Excerpted text
════

Order please. ‘The appeal of Hansonism and further right groups such as the Australian Liberty Alliance, has grown because without a centrist alternative to reassure them, respond to their needs and to moderate their fears of change and difference, the ever-diminishing Anglo-Celtic working class feels ever more threatened. Many older and relatively less-educated voters believe they’ve been forgotten by the political class, and hanker for a time when life was simpler, more ordered and simply better, who wistfully remember standing for “God Save the Queen” at the end of the pictures.’ Terry Barnes, ‘The death of the sensible centre’, Meanjin, Winter 2017

Revolting masses. ‘I may be mistaken, but the present-day writer, when he takes his pen in hand to treat a subject which he has studied deeply, has to bear in mind that the average reader, who has never concerned himself with this subject, if he reads does so with the view, not of learning something from the writer, but rather, of pronouncing judgment on him when he is not in agreement with the commonplaces that the said reader carries in his head.’ José Ortega y Gasset, The Revolt of the Masses (1930) quoted in Tom Nichols, The Death of Expertise: The Campaign against Established Knowledge and Why it Matters (2017)

════

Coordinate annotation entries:
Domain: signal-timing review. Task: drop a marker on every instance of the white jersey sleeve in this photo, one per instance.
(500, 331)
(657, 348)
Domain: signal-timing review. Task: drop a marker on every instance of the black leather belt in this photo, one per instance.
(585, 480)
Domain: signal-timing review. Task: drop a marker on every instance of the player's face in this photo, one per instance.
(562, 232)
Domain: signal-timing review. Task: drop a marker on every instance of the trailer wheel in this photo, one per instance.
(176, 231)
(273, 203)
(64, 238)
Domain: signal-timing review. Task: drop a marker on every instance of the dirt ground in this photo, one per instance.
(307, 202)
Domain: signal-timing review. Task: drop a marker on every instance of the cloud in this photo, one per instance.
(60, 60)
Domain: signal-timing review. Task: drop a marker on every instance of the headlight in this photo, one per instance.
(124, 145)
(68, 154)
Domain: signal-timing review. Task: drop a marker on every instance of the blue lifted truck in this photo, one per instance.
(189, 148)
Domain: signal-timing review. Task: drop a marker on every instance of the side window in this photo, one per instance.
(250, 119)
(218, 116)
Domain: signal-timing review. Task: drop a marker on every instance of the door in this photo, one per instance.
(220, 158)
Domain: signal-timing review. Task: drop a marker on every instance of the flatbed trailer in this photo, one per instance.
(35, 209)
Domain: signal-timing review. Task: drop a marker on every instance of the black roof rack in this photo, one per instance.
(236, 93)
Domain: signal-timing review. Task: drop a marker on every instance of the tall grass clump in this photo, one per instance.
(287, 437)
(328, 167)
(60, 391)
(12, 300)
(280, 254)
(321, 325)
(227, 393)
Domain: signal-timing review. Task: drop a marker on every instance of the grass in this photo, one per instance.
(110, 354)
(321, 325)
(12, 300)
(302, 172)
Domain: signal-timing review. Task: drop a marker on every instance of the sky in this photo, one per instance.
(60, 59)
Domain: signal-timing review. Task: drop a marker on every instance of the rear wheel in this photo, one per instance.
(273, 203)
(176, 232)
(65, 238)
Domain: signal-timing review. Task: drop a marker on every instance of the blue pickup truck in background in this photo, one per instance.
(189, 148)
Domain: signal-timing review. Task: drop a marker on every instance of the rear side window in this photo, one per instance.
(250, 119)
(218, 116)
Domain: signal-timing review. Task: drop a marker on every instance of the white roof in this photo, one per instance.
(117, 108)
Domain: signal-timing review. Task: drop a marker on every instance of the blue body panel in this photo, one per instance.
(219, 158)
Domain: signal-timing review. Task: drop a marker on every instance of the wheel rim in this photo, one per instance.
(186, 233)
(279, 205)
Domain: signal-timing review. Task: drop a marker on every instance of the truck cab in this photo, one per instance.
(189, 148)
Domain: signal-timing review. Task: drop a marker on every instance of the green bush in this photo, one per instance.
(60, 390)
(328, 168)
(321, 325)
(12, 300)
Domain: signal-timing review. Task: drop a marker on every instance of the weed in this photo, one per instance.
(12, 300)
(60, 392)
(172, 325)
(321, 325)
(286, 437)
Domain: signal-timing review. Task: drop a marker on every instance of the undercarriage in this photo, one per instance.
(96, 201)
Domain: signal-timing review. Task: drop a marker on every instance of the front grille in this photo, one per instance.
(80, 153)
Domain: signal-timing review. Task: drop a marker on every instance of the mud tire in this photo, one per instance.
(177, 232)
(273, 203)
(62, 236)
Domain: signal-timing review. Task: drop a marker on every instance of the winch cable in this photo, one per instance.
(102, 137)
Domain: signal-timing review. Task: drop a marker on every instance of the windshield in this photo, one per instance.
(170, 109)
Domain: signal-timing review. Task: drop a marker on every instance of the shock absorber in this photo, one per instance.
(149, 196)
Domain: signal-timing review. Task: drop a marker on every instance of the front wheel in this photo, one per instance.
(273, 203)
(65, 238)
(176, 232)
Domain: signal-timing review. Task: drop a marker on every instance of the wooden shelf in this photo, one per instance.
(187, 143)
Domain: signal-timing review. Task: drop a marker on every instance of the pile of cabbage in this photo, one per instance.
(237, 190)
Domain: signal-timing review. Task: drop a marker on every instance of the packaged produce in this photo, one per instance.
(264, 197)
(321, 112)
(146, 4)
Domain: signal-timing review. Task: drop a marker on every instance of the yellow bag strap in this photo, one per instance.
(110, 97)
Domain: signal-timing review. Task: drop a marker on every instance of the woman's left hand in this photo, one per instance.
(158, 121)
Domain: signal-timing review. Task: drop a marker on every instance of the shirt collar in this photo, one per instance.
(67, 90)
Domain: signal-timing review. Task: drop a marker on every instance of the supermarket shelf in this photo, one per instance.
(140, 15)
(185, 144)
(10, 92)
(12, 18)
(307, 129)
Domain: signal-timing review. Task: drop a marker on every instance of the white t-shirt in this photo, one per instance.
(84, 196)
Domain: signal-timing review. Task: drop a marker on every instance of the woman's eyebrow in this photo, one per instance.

════

List of tasks
- 1) Answer these questions using the excerpted text:
(a) Besides Hansonism, which further right group does the first passage name?
(b) In what year did The Revolt of the Masses appear?
(c) In which publication did Terry Barnes's piece appear?
- 2) According to the excerpted text, why has the appeal of Hansonism grown? Explain in one to three sentences.
- 3) List every person named in the excerpted text.
The entries aren't needed for any of this work.

Task solutions
- 1)
(a) The Australian Liberty Alliance
(b) 1930
(c) Meanjin, Winter 2017

- 2) Its appeal has grown because the shrinking Anglo-Celtic working class feels more and more threatened. This is because there is no centrist alternative to reassure these voters, respond to their needs and ease their fears of change and difference.

- 3)
Terry Barnes
José Ortega y Gasset
Tom Nichols